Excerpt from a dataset
_ _ _ _ _

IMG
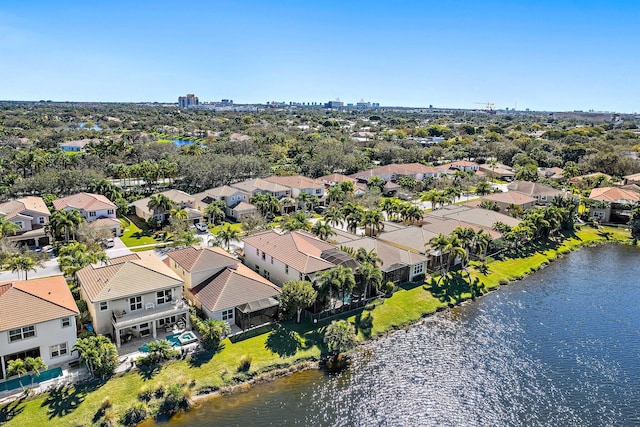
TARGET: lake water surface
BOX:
[152,245,640,426]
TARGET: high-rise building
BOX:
[178,93,199,108]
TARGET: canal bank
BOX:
[0,228,628,425]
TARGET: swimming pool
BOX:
[138,331,198,353]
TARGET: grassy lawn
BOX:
[120,217,160,247]
[209,222,242,234]
[0,227,629,427]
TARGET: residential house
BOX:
[481,191,536,212]
[351,163,439,183]
[53,193,120,236]
[589,187,640,224]
[164,247,281,330]
[0,196,51,248]
[130,189,203,223]
[242,230,357,286]
[340,232,427,285]
[507,181,576,206]
[58,138,100,153]
[0,276,79,380]
[231,178,291,200]
[193,185,257,221]
[265,175,324,207]
[622,173,640,185]
[478,163,516,181]
[77,251,189,347]
[538,167,564,182]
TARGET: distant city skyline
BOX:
[0,0,640,113]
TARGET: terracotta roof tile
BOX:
[0,276,79,331]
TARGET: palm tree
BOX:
[311,221,336,240]
[216,224,240,251]
[204,200,227,224]
[357,262,382,298]
[324,206,344,227]
[475,181,492,196]
[24,357,49,386]
[7,359,27,390]
[7,255,42,280]
[361,209,384,237]
[318,265,356,310]
[444,234,467,271]
[427,233,449,270]
[147,193,173,221]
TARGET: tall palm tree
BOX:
[147,193,173,221]
[204,200,227,224]
[311,221,336,240]
[7,359,27,390]
[318,265,356,310]
[361,209,384,237]
[427,233,449,270]
[323,206,344,227]
[216,224,240,251]
[357,262,382,297]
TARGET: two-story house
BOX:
[231,178,291,200]
[131,189,202,222]
[0,276,78,380]
[53,193,120,236]
[193,185,257,221]
[164,247,281,330]
[0,196,51,248]
[77,251,189,347]
[265,175,324,207]
[242,230,358,286]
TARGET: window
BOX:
[49,342,68,359]
[9,325,36,342]
[413,262,424,275]
[129,295,142,311]
[156,289,171,304]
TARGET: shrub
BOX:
[238,355,252,372]
[153,383,167,399]
[160,384,191,415]
[100,396,113,411]
[138,385,153,402]
[120,403,148,426]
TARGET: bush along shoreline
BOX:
[0,226,636,427]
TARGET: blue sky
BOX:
[0,0,640,112]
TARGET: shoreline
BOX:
[180,229,627,403]
[0,227,630,425]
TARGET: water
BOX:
[155,246,640,426]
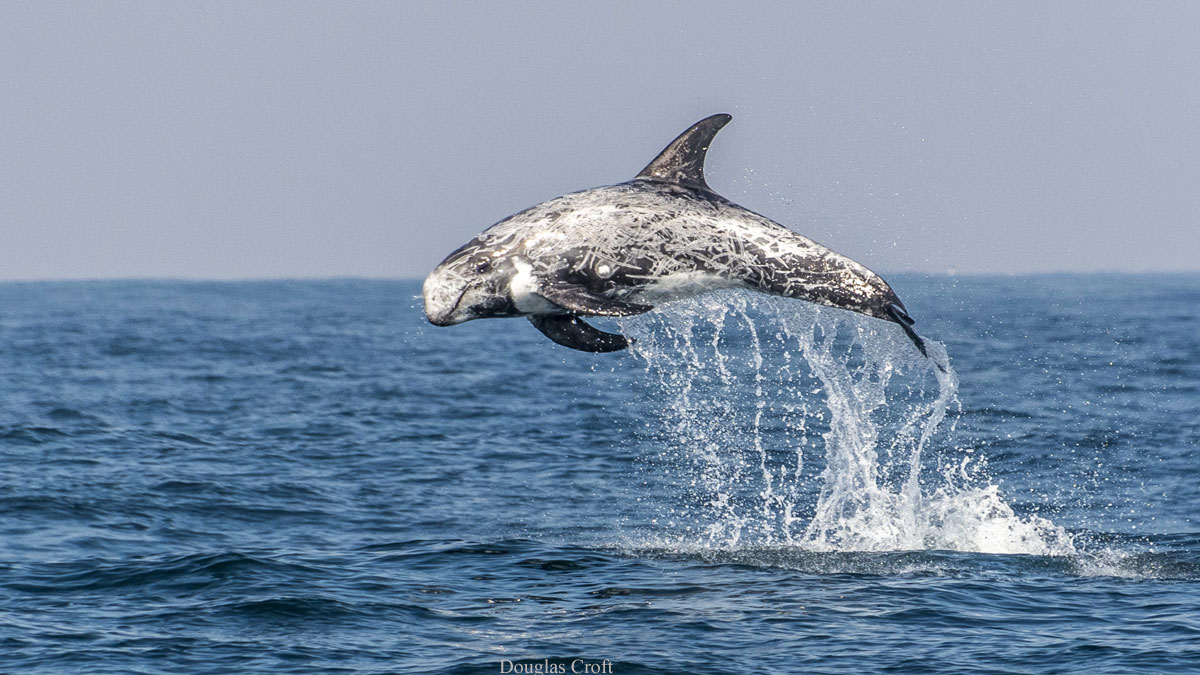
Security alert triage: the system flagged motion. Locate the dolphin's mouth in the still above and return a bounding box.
[425,288,467,327]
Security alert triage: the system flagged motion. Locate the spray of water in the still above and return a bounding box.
[623,292,1074,555]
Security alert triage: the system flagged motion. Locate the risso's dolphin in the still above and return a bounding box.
[424,114,928,356]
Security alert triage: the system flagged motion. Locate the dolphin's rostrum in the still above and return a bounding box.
[424,114,928,356]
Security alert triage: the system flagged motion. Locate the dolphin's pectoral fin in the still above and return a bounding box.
[536,282,654,316]
[888,304,941,360]
[529,313,629,353]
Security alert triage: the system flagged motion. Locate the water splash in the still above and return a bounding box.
[623,292,1074,555]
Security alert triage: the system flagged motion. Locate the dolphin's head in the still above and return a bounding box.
[422,239,520,325]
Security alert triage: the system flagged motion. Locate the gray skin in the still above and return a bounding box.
[424,114,928,356]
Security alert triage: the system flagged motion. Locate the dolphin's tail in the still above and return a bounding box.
[888,303,929,359]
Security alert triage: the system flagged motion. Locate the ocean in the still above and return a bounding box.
[0,275,1200,674]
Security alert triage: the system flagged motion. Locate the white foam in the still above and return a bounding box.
[623,292,1075,555]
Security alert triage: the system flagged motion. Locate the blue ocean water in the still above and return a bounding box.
[0,275,1200,673]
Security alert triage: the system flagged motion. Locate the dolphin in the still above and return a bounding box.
[422,114,929,357]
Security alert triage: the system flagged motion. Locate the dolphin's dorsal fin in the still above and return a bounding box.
[637,113,733,192]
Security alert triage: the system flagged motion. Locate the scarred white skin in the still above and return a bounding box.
[424,179,904,325]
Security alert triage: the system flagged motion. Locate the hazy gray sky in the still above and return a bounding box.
[0,0,1200,279]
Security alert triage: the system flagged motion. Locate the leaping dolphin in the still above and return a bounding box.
[424,114,929,357]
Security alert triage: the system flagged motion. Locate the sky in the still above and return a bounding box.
[0,0,1200,280]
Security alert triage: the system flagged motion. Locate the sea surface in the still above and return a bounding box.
[0,275,1200,674]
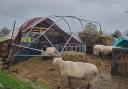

_ _ _ _ _

_Instruction_
Select each line in the entries above that contains the word "tree", and copy those lines.

_Solution to this problem_
TARGET: palm tree
TARGET: tall palm tree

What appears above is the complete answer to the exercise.